# Requests
A. Reproduce the passage of the detailing meet thread starting at "I went to a" and ending at "needs a wash.".
B. Carry on the detailing meet thread from its final post onward.

# Source
────────────────────

Hi Andy thanks,Yep it's a lot of work, but I will have it finished in three weeks .Well it might not be 100% done ,as in games room and a few little things .But the workshop and reception will be finished for sure .My little list goes something like this .paint the out side,two days work as it is all preped ready for painting as from today, if the rain holds out. Tilers in on Wednesday two or three days work. New toilet a few hours work.Another two coats of paint on the work shop ceiling, a days work at most. Seal the work shop floor,again a day.Finish off the office-canteen,two days work. Sort out plumbing for the power washers to work off ,one days work .Clean windows ,mirrors and wipe everything down,one days work.Move all my stuff in and sort it out two days work.I am trying to get a proper pit sorted for the waste water,2 days work with a bit of luck lol.Front hall way two days work .Paint the basement floor one days work .18 -19 days lol.Your right it is a lot to do in the time but I have a plan ,no tea breaks 12 hour days, eat while you work.The lads might not like the idea, but that's life tough.I will have a few teams working flat out on this so might even do it faster than I hope .PS thanks for the bag of swissvax goodies and really going out of your way to sort them out for me ,fair play:thumb:.Nice one to all that have put there names down so far .I am going to get one or two oldish cars so people can do a bit of detailing if they like and just have a bit of fun with them.So keep the names coming lads.


----------



## John G

Any more people interested?


----------



## fizzle86

anyone...lucky number 7 ??


----------



## Larryk

I should be able to make this too

I can bring up my own rotary and DA too if you want to let a few people try out the buffing Ian?


----------



## fizzle86

Larryk said:


> I should be able to make this too
> 
> I can bring up my own rotary and DA too if you want to let a few people try out the buffing Ian?


Sounds like a good idea Larry!

Jus got de new car yesterday swirl city!! Hopefully have it to a reasonable standar by the meet!!


----------



## iano C

Larryk said:


> I should be able to make this too
> 
> I can bring up my own rotary and DA too if you want to let a few people try out the buffing Ian?


Hi Larry hope all is well with you.Yep that would be great I have two cars lined up for people to mess around with ,well one is a soft top so a car and a half lol.Hope you can make it up ,sure I'll give you a bell before then :thumb:.


----------



## fizzle86

Some people might be interested in this

http://www.citydeal.ie/deals/dublin...m_content=Initial_Version&utm_campaign=Varies

Be a great meet another time withsome go karting!!


----------



## John G

Perhaps people from NI would be interested.


----------



## fizzle86

John G said:


> Perhaps people from NI would be interested.


The more the merrior (hope thats spelt right!!) and its fairly quick to get down from the north now M1 is a great road but you will need a :detailer: when you get here :lol:


----------



## John G

fizzle86 said:


> The more the merrior (hope thats spelt right!!) and its fairly quick to get down from the north now M1 is a great road but you will need a :detailer: when you get here :lol:


I went to a few detailing meets North of the border, it's not that far a run. The would probably need a wash, but arguably the way roads are at the moment, if you have a car outside for more than 11 seconds these days it needs a wash.

────────────────────

# Information shown
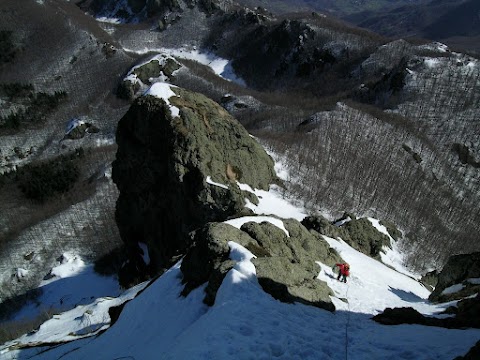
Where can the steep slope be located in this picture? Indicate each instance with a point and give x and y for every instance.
(453, 22)
(246, 322)
(59, 50)
(173, 145)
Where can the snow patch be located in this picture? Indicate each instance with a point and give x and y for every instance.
(145, 254)
(72, 124)
(453, 289)
(343, 221)
(21, 273)
(220, 66)
(70, 265)
(272, 203)
(431, 62)
(238, 222)
(164, 91)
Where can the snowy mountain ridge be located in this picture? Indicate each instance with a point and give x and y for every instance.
(245, 322)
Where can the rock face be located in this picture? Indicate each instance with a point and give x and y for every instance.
(208, 260)
(467, 314)
(162, 167)
(285, 265)
(358, 233)
(459, 269)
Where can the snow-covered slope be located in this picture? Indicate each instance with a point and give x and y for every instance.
(247, 323)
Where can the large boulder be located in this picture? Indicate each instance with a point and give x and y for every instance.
(208, 259)
(358, 233)
(175, 173)
(459, 278)
(286, 267)
(467, 314)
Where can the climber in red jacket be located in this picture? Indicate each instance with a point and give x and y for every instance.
(343, 271)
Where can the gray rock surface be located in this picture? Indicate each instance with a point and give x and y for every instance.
(208, 258)
(286, 266)
(162, 167)
(458, 270)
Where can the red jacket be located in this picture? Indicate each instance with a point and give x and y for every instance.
(344, 269)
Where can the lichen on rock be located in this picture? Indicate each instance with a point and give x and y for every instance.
(161, 169)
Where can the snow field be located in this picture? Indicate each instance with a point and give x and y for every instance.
(247, 323)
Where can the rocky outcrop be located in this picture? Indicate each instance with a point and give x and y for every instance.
(286, 268)
(208, 259)
(430, 280)
(358, 233)
(141, 76)
(461, 271)
(467, 314)
(285, 265)
(473, 353)
(176, 173)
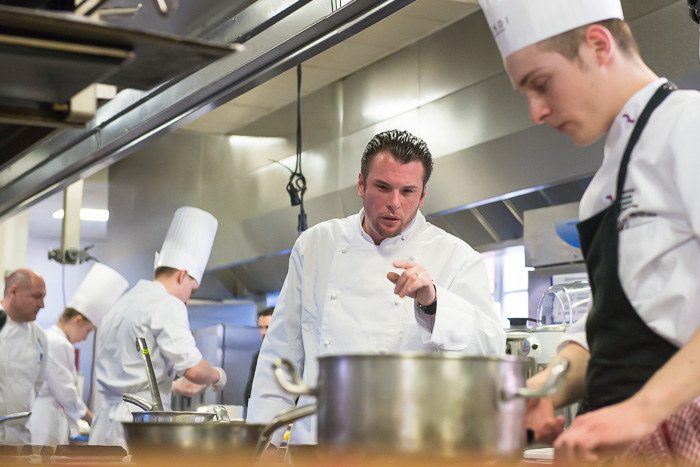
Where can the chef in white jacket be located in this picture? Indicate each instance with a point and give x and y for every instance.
(634, 360)
(22, 351)
(59, 404)
(157, 311)
(383, 280)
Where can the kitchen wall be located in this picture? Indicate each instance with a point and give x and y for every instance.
(449, 88)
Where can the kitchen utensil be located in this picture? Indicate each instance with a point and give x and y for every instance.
(149, 415)
(185, 442)
(436, 405)
(14, 416)
(152, 382)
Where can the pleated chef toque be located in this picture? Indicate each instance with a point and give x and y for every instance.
(188, 243)
(96, 294)
(515, 24)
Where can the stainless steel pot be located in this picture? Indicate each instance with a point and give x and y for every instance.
(150, 415)
(188, 442)
(444, 405)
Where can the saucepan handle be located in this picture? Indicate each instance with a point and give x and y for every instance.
(137, 401)
(14, 416)
(284, 370)
(554, 384)
(282, 419)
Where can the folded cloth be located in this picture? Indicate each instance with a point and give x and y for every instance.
(675, 442)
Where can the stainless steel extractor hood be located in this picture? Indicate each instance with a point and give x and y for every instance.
(287, 33)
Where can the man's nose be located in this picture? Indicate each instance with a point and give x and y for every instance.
(539, 110)
(394, 199)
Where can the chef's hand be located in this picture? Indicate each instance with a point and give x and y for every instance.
(540, 419)
(415, 282)
(184, 387)
(604, 433)
(221, 383)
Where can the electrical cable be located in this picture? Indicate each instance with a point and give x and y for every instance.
(296, 187)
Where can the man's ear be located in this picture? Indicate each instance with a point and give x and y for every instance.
(182, 275)
(601, 42)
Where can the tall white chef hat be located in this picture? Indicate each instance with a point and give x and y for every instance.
(188, 243)
(98, 291)
(515, 24)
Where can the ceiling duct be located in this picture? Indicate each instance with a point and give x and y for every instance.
(134, 117)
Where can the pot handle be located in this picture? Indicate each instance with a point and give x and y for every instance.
(222, 414)
(283, 369)
(554, 384)
(281, 420)
(137, 401)
(14, 416)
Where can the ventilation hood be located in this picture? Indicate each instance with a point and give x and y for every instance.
(38, 161)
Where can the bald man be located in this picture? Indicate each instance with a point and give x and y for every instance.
(22, 350)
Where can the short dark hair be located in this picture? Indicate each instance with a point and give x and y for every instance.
(569, 43)
(403, 146)
(70, 313)
(20, 278)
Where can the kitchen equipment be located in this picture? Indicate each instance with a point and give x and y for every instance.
(14, 416)
(152, 382)
(161, 443)
(564, 303)
(437, 405)
(160, 416)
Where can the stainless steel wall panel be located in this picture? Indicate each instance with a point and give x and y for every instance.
(384, 90)
(635, 8)
(538, 157)
(473, 116)
(446, 68)
(668, 40)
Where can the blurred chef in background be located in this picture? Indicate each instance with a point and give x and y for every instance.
(634, 359)
(23, 350)
(382, 280)
(59, 403)
(157, 311)
(264, 317)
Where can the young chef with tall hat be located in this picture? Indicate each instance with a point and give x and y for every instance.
(635, 357)
(22, 351)
(58, 403)
(382, 280)
(157, 311)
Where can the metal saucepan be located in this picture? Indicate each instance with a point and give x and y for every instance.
(150, 415)
(438, 405)
(185, 442)
(14, 416)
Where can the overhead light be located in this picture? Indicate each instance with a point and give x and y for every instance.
(87, 214)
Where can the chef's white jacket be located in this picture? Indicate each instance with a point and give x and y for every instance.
(149, 311)
(23, 350)
(659, 247)
(336, 299)
(58, 402)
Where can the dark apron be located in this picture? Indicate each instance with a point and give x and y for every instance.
(625, 353)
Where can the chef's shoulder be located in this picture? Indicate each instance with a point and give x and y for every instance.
(330, 232)
(446, 243)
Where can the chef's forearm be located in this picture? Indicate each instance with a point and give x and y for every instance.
(674, 384)
(576, 376)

────────────────────

# Task answers
A.
I went to a few detailing meets North of the border, it's not that far a run. The would probably need a wash, but arguably the way roads are at the moment, if you have a car outside for more than 11 seconds these days it needs a wash.

B.
----------



## barnacle

John G said:


> I went to a few detailing meets North of the border, it's not that far a run. The would probably need a wash, but arguably the way roads are at the moment, if you have a car outside for more than 11 seconds these days it needs a wash.


That A1 gets crazier and crazier the further north you go.

Yeah, the M1 is grand, I travel it most days from/to J7. It's (as are most other roads) still absolutely filthy from the grit over the 'great snow' period, and if its anyway damp at all, then the car gets absolutely destroyed.

Pissed off today, was hoping to get the car cleaned today, hasn't been cleaned in 2/3 weeks, and I've new stuff I want to try on the car too, but typically... rain rain rain.

Mick


----------



## iano C

fizzle86 said:


> Some people might be interested in this
> 
> http://www.citydeal.ie/deals/dublin...m_content=Initial_Version&utm_campaign=Varies
> 
> Be a great meet another time withsome go karting!!


Something I haven't done in a long time.I'd love to do this sometime when I have time that is .I do get to do track days in Mondello an odd time, but you always worry about trashing your car or someone else smashing into you.It would be a good laugh to go to one with a group and make a day of it.


----------



## iano C

Little up date on how my unit is coming along.I have got the showroom -reception and work finished ,just the basement and hallway to be finished off ,a few more days and I am done .I will do a games room as I go along.With a bit of luck I might have it done in the next week or so.I just need to start working again 5 weeks doing the place up has done my head in .I am starting back tomorrow and I can't wait.I am going to be working out of boxes for a few days until I get all my racking together.So it's all good for this meet so get your names down and don't be shy.


----------



## fizzle86

iano C said:


> Little up date on how my unit is coming along.I have got the showroom -reception and work finished ,just the basement and hallway to be finished off ,a few more days and I am done .I will do a games room as I go along.With a bit of luck I might have it done in the next week or so.I just need to start working again 5 weeks doing the place up has done my head in .I am starting back tomorrow and I can't wait.I am going to be working out of boxes for a few days until I get all my racking together.So it's all good for this meet so get your names down and don't be shy.


Good stuff Ian sounds like you been busy!


----------



## 1.8TS

iano C said:


> Little up date on how my unit is coming along.I have got the showroom -reception and work finished ,just the basement and hallway to be finished off ,a few more days and I am done .I will do a games room as I go along.With a bit of luck I might have it done in the next week or so.I just need to start working again 5 weeks doing the place up has done my head in .I am starting back tomorrow and I can't wait.I am going to be working out of boxes for a few days until I get all my racking together.So it's all good for this meet so get your names down and don't be shy.


I'm collecting a 911 in phibsboro tomorrow, so i'll drop over if I've time. Looking forward to seeing the progress!! Sounds good. I'm going to be jealous for sure!!


----------



## iano C

1.8TS said:


> I'm collecting a 911 in phibsboro tomorrow, so i'll drop over if I've time. Looking forward to seeing the progress!! Sounds good. I'm going to be jealous for sure!!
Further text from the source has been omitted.